*Source information*
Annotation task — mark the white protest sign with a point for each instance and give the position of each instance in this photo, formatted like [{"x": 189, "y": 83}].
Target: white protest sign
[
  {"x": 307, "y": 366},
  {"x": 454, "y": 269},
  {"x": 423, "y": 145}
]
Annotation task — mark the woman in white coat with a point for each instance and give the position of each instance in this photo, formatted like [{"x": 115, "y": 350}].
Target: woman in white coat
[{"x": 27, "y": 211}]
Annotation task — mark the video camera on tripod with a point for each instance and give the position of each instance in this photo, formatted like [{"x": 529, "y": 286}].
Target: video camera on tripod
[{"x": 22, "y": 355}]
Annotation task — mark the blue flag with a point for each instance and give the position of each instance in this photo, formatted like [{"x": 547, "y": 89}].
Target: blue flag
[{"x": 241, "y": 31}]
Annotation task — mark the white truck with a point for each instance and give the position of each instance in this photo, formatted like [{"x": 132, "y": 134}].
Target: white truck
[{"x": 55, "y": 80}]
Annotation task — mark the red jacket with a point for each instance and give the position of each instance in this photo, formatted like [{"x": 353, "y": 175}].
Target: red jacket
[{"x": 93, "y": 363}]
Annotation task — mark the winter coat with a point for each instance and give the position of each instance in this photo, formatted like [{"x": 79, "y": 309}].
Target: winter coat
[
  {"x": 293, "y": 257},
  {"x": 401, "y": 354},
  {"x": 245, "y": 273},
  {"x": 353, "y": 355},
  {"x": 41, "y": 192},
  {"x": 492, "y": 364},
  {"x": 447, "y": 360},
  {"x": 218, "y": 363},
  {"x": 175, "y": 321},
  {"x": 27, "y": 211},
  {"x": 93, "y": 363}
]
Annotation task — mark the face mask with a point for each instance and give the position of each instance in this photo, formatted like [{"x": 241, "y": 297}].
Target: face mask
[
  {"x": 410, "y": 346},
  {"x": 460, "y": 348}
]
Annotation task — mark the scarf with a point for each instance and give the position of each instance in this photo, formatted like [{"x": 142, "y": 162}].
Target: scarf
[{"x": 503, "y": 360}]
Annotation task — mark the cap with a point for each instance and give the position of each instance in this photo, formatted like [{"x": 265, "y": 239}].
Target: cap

*What is being asked*
The answer must be every line of the records that holds the string "photo".

*Solution to this exercise*
Annotation task — mark the white protest sign with a point for each instance and give the position of each instance in this photo, formatted like [{"x": 189, "y": 83}].
Annotation task — mark the woman in white coat with a point for each instance and give the position of each instance in this photo, formatted like [{"x": 115, "y": 350}].
Annotation task — mark the video camera on tripod with a point for each instance and give the position of each instance in this photo, formatted like [{"x": 529, "y": 286}].
Annotation task — mark the blue flag with a point for each instance and give the position of each instance in this photo, formatted like [{"x": 547, "y": 89}].
Annotation task — mark the white truck with a point for each instance and give the position of each instance in this photo, formatted like [{"x": 132, "y": 134}].
Annotation task — mark the red jacket with a point for each instance and give the position of each instance in this photo, formatted like [{"x": 353, "y": 175}].
Annotation task — mark the winter coat with a point for each instance and give the position of each instance in this photo, formatted like [{"x": 79, "y": 309}].
Annotation task — mark the face mask with a point for each instance and give the position of each instance in this photo, formatted like [{"x": 241, "y": 297}].
Annotation task — mark the scarf with a point for each instance and give the position of each instance in this photo, formatted like [{"x": 142, "y": 162}].
Annotation task — mark the cap with a point for each instance and give the position of each instance in this photo, formatted like [{"x": 265, "y": 239}].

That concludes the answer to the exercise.